▸ Your goal
Whenever a line in the entries below contains "background", copy that line.

▸ Image point grounding data
◆ ◆ ◆ ◆ ◆ ◆ ◆

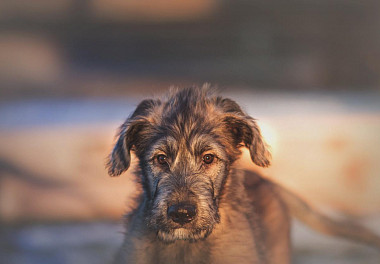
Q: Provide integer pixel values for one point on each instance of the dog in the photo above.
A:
(195, 205)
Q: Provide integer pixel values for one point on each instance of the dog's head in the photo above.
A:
(185, 146)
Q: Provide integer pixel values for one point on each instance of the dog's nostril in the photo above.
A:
(182, 213)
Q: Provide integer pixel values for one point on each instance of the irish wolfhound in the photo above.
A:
(195, 206)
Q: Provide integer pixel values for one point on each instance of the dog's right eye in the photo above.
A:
(162, 159)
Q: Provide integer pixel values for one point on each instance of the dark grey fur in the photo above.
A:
(229, 227)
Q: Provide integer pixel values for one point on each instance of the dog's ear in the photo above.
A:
(130, 134)
(245, 132)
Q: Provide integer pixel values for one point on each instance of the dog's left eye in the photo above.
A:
(208, 158)
(162, 159)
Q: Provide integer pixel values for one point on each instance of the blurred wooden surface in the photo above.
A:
(54, 170)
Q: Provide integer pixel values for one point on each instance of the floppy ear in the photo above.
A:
(129, 136)
(246, 131)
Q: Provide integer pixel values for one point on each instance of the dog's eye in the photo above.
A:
(162, 159)
(208, 158)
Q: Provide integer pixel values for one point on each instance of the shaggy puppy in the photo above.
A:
(195, 207)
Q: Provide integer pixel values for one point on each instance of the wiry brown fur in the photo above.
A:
(230, 226)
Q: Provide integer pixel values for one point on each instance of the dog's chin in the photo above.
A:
(183, 234)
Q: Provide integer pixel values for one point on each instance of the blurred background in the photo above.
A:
(71, 71)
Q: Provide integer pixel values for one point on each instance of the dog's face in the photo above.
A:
(186, 146)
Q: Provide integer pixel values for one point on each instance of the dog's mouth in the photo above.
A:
(182, 233)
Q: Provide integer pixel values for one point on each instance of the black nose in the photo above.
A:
(182, 213)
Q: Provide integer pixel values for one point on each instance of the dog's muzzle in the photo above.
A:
(182, 213)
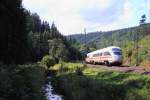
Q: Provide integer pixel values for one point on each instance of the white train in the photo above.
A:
(109, 56)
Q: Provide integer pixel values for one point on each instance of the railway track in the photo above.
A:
(134, 69)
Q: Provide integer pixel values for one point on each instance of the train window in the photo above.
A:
(100, 54)
(116, 49)
(107, 54)
(117, 53)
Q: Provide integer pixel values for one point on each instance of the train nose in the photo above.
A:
(118, 58)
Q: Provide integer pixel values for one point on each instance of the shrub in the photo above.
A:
(21, 82)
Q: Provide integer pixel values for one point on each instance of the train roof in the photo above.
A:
(104, 49)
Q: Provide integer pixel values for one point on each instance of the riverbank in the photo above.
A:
(78, 82)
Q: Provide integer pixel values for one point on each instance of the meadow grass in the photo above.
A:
(79, 82)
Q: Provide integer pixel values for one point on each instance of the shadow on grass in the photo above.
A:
(81, 87)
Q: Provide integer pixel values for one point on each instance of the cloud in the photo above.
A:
(72, 16)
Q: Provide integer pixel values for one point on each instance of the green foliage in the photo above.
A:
(21, 82)
(48, 61)
(99, 84)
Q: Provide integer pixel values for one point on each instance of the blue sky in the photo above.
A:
(72, 16)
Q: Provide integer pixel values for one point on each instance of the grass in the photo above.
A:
(100, 84)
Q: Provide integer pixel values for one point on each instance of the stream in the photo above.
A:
(49, 93)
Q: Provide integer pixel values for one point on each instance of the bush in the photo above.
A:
(21, 82)
(48, 61)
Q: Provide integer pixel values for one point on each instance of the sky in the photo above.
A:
(73, 16)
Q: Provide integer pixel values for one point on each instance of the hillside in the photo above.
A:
(125, 38)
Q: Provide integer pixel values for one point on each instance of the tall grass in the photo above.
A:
(21, 82)
(98, 84)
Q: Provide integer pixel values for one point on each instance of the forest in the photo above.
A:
(34, 52)
(25, 40)
(129, 39)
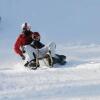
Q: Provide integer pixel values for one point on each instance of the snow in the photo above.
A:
(79, 79)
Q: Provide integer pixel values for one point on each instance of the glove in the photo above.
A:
(23, 57)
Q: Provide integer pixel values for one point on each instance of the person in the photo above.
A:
(23, 39)
(36, 50)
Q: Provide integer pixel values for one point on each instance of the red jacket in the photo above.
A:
(21, 41)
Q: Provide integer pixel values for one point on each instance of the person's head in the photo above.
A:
(36, 36)
(25, 28)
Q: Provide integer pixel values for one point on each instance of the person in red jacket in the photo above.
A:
(23, 39)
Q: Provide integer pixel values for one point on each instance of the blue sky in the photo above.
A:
(61, 21)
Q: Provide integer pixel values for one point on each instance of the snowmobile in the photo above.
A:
(48, 59)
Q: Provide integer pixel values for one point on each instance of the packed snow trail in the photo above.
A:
(52, 83)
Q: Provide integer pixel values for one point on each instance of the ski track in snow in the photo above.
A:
(79, 79)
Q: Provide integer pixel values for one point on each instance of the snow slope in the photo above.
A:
(79, 79)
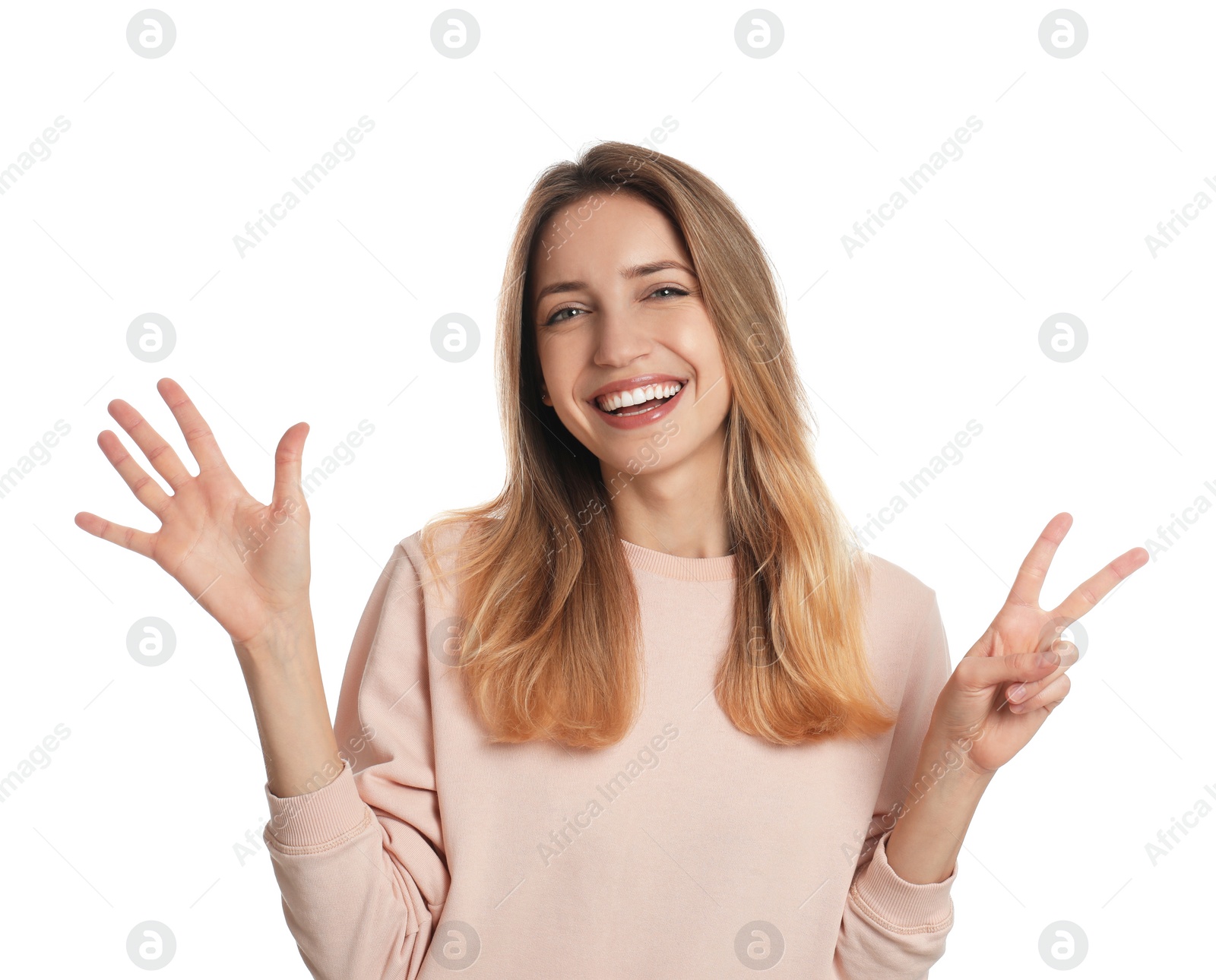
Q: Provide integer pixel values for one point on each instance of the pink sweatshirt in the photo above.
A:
(687, 850)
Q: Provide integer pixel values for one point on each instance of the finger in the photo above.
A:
(1034, 568)
(141, 542)
(1052, 694)
(289, 461)
(1023, 691)
(198, 435)
(164, 461)
(1082, 599)
(147, 492)
(980, 672)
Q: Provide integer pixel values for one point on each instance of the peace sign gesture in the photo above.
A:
(1001, 694)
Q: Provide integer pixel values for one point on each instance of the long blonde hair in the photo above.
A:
(549, 615)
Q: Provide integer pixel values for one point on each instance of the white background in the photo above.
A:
(932, 324)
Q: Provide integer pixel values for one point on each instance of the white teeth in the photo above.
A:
(638, 395)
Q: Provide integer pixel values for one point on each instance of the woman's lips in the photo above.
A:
(644, 417)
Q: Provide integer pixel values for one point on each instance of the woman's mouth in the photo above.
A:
(638, 400)
(638, 406)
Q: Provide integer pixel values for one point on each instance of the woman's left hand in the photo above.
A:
(983, 700)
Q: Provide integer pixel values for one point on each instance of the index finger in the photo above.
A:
(1082, 599)
(198, 435)
(1034, 568)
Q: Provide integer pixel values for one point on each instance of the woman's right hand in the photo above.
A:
(245, 562)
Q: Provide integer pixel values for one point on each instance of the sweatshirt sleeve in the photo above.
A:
(360, 862)
(894, 929)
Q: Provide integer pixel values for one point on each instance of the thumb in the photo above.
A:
(289, 460)
(980, 672)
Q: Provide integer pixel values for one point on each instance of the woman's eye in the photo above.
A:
(556, 318)
(553, 319)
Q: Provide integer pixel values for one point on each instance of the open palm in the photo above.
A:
(245, 562)
(976, 702)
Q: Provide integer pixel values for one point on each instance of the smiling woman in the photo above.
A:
(662, 599)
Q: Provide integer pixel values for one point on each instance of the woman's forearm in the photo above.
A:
(928, 833)
(283, 675)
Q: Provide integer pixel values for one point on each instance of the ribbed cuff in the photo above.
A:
(898, 905)
(321, 817)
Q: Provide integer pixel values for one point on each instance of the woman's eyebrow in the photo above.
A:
(628, 271)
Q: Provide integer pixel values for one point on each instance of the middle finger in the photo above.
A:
(158, 451)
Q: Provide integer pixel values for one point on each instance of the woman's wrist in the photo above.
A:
(923, 846)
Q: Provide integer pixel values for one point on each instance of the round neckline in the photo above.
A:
(676, 566)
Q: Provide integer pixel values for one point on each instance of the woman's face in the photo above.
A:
(608, 321)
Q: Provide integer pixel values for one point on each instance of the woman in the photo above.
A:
(651, 712)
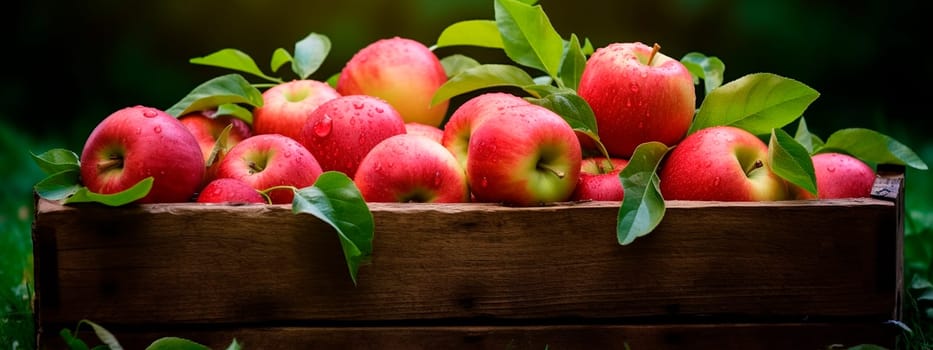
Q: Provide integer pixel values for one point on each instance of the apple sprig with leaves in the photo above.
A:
(232, 94)
(763, 104)
(524, 32)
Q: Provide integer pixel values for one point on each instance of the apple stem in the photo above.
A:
(560, 174)
(758, 164)
(113, 162)
(654, 51)
(254, 168)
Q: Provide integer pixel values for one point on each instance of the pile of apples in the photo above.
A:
(377, 124)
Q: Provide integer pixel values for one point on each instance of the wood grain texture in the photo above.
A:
(781, 336)
(195, 263)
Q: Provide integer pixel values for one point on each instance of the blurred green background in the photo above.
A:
(70, 64)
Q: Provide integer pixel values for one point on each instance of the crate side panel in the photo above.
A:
(196, 264)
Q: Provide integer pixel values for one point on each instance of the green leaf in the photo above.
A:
(279, 58)
(529, 38)
(588, 47)
(539, 90)
(175, 343)
(335, 200)
(59, 185)
(310, 53)
(104, 335)
(456, 64)
(235, 111)
(809, 140)
(130, 195)
(791, 161)
(572, 64)
(57, 160)
(230, 88)
(72, 341)
(873, 147)
(756, 102)
(642, 206)
(480, 77)
(572, 108)
(332, 81)
(575, 111)
(235, 60)
(482, 33)
(710, 69)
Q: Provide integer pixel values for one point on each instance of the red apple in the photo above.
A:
(411, 168)
(637, 95)
(527, 156)
(401, 71)
(431, 132)
(229, 190)
(286, 106)
(721, 163)
(206, 128)
(134, 143)
(599, 180)
(341, 131)
(839, 175)
(269, 160)
(470, 115)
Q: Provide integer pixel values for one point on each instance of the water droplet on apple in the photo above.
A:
(323, 127)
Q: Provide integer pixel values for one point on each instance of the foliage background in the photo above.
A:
(70, 64)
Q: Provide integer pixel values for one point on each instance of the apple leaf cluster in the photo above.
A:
(760, 103)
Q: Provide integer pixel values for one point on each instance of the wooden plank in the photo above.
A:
(194, 263)
(780, 336)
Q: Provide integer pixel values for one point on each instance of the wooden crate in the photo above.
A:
(713, 275)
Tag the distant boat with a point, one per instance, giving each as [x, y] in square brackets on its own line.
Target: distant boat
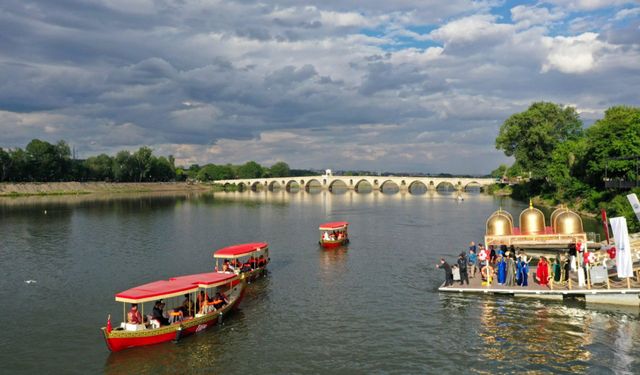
[334, 234]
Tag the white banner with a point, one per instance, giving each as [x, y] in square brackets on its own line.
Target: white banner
[633, 199]
[624, 264]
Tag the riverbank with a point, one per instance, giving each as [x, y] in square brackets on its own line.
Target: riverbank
[77, 188]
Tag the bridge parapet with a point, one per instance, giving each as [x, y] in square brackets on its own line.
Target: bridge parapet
[377, 183]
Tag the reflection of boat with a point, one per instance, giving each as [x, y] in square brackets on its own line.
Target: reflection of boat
[334, 234]
[250, 259]
[129, 335]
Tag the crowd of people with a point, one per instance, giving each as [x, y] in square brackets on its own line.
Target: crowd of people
[237, 265]
[159, 317]
[504, 265]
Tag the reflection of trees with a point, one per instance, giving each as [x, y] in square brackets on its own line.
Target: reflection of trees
[535, 336]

◆ ◆ ◆ ◆ ◆ ◆ ◆

▸ Written response
Q: Provide integer pixel values for one point on each instance of the blurred background in the photo above.
Q: Provide integer pixel values for one point on each instance of the white background in the photo above.
Q: Provide integer pixel values for one point on each instance of the blurred green background in the photo above.
Q: Provide integer pixel values for one point on each instance of the foliage background in the photo above.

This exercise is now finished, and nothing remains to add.